[Opening SOURCE EXTRACT section]

Update From the Chair: Fall 2021

AFRE Chairperson and University Distinguished Professor Scott Swinton reflects on his first three months as chair and shares news and updates from the department.

Dear AFRE Community,

As we end the third quarter of the year, I end my first three months since taking the baton from Titus Awokuse as chairperson of our Department of Agricultural, Food, and Resource Economics.  I have much to learn, but I’m grateful to be surrounded by a terrific community of mentors, young and old.  The past three months have been eventful.

MSU’s return to in-person study and work on campus is the top headline. President Sam Stanley Jr.’s decision to require both vaccination and masking was questioned by some but welcomed by many. A small number of our students have been diagnosed with COVID cases, but no teaching faculty have been diagnosed since the term began.  So far, we are threading the needle.  MSU’s COVID dashboard shows positive, reported COVID case numbers declining after a jump the first week of class, and no AFRE course has had to shift to remote learning.

It truly feels good to be back together in person on this lovely campus.  Gathering with incoming undergraduate majors back on the patio behind Cook-Seevers Hall in late August, the sun was shining and the energy level high. While giving a visiting class in ecological economics last week, the lively questions were energizing.  On top of that, both of AFRE’s graduate student welcome events saw record turnouts—more evidence of excitement to be together. The campus tailgate scene before last Saturday’s Nebraska football game channeled the same upbeat energy.  Happily, the anticipatory energy was rewarded with a remarkable, come-from-behind victory.  Go Green!

As a learning community, our people are the heart of the matter.  Over the past three months, we have lost some special individuals.  This AFRE Quarterly opens with the obituary of Mike Weber, a faculty member who helped to shape AFRE’s international development economics work.  Others who have just stepped back from active faculty roles include Thom Jayne (retiring end of this month), Jinhua Zhao (transferred to Cornell University), David Hennessy and Hongli Feng (transferred to Iowa State University), and Aleks Schaefer (transferred to Oklahoma State University).  We have just begun two searches to replace David (as Elton R. Smith Professor of Food and Agricultural Policy) and Aleks (as Assistant Professor of Agricultural and Food Policy).  So give a heads-up if you know any good candidates!

[Closing SOURCE EXTRACT section]
[Opening SUPPLIED MATERIAL section]

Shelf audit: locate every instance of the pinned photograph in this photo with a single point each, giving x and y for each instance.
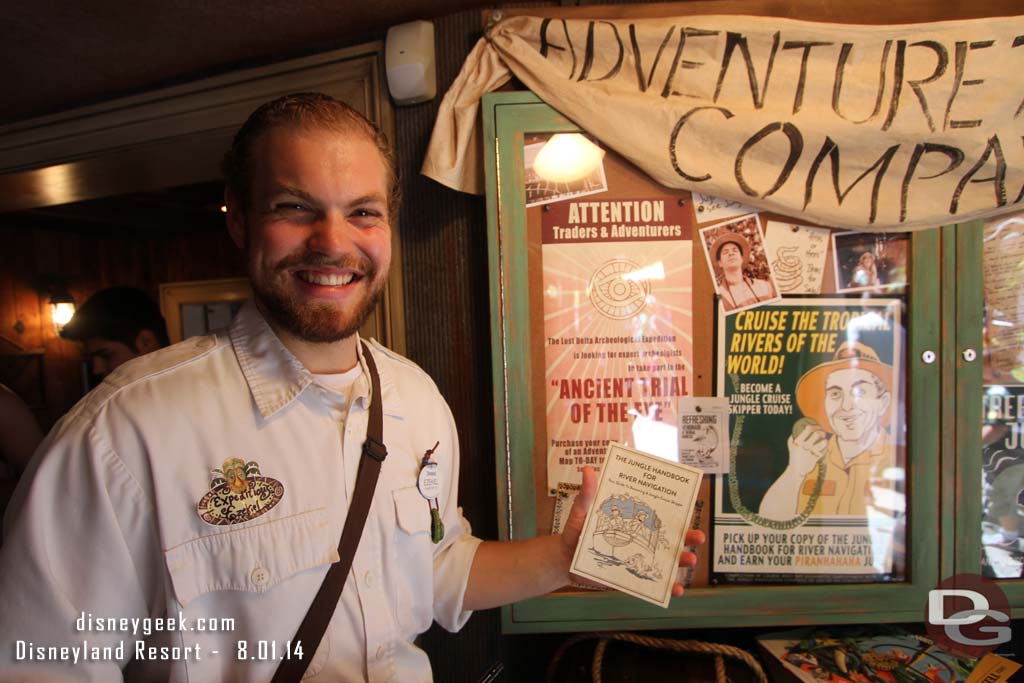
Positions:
(870, 261)
(737, 259)
(563, 166)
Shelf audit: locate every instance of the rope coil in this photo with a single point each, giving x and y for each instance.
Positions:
(691, 646)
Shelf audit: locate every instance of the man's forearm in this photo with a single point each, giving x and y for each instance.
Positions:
(509, 571)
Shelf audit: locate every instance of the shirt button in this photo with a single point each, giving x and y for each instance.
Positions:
(260, 577)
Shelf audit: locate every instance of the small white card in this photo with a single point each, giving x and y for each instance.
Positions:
(798, 255)
(564, 498)
(637, 523)
(704, 433)
(708, 209)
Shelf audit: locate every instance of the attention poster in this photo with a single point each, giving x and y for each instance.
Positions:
(617, 327)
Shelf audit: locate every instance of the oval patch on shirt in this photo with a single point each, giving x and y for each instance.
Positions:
(239, 493)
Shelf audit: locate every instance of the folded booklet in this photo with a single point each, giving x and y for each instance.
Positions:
(637, 523)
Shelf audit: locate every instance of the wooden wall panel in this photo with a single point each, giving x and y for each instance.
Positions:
(90, 261)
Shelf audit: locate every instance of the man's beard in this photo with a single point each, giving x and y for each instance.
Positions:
(317, 323)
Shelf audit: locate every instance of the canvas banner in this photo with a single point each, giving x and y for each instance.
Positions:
(869, 127)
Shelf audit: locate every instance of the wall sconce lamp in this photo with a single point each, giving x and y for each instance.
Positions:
(567, 158)
(61, 302)
(61, 310)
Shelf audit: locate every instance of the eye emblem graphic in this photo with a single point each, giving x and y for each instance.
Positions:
(614, 293)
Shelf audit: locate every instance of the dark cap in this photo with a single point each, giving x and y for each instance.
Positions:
(117, 313)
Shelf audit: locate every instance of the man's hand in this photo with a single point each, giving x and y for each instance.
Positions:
(578, 515)
(807, 449)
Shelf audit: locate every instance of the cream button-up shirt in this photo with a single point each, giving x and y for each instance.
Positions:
(104, 542)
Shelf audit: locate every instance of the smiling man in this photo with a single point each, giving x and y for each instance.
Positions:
(847, 404)
(209, 482)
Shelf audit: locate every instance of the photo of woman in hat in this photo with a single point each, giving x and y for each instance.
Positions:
(737, 269)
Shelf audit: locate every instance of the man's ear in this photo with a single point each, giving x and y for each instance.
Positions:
(236, 219)
(146, 342)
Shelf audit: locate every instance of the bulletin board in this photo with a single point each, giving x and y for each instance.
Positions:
(556, 353)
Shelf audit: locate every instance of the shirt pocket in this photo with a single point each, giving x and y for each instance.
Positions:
(254, 559)
(415, 558)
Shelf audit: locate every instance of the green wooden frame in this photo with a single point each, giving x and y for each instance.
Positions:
(964, 287)
(507, 117)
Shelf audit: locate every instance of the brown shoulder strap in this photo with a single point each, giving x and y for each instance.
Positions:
(314, 625)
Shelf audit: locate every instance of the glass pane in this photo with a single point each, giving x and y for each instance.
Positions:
(1003, 451)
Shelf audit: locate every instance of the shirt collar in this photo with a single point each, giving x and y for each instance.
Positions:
(274, 376)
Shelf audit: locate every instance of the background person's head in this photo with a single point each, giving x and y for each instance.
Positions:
(310, 191)
(115, 326)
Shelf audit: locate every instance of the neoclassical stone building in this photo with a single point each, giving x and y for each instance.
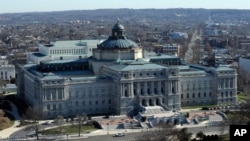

[Closing SUPPLIED MATERIAL section]

→ **TO DO**
a) Translate this sentence from the fall 2021 chair's letter into Spanish: "It truly feels good to be back together in person on this lovely campus."
b) In the fall 2021 chair's letter, what evidence supports the claim "So far, we are threading the needle" about the return to campus?
c) Write the next part of the fall 2021 chair's letter, starting after its final sentence.

→ **SOLVED TASKS**
a) Realmente se siente bien estar de nuevo juntos en persona en este hermoso campus.

b) Only a small number of students have been diagnosed with COVID, and no teaching faculty have been diagnosed since the term began. MSU's COVID dashboard shows reported cases declining after a jump in the first week of class, and no AFRE course has had to shift to remote learning.

c)
Other AFRE people gained great honors.  MSU named Tom Reardon a University Distinguished Professor—the highest honor for a faculty member who has built their career on the banks of the Red Cedar.  Last month, Tom Reardon and Thom Jayne both saw their work in international development economics recognized as they were named Honorary Life Members of the International Association of Agricultural Economists.  Meanwhile, April Athnos earned the Graduate Student Teaching Award from the Teaching, Learning, and Communications section of the Agricultural and Applied Economics Association (AAEA)—on top of her earlier AFRE Outstanding Teaching award.

More important than awards are the ways that we use applied economics and management to enhance lives and livelihoods.  This AFRE Quarterly has stories of how our faculty members have done that in very different ways.  When the Michigan dairy industry struggled to adjust to COVID-induced demand shocks, Melissa McKendree, Corey Clark, and other members of our Extension Farm Business Management Team and the Product Center provided timely business management pointers in sync with their animal scientist colleagues.  Looking to new information technologies, Michael Olabisi, Mywish Maredia, and Eric Crawford have developed a new mobile phone app to communicate agricultural prices and quantities between prospective sellers and buyers in Nigeria.

We close with a set of profiles of our students, who constitute the next generation of business managers and economic thinkers.  Agribusiness Management sophomore Maddie Cary describes her summer internship with Nutrien Ag Solutions and how she got elected Vice President of Public Relations with MSU Collegiate Farm Bureau.  PhD students Rahul Dhar, Eric Abaidoo, and Mohammed Beroud recount how they are maturing as agricultural development economists and what keeps them balanced—from hugging a toddler, to chasing soccer balls, to basking in Moroccan Andalusi music.

We send our warm wishes from the banks of the Red Cedar, where ag econ, food econ, and resource econ and management are back in full swing!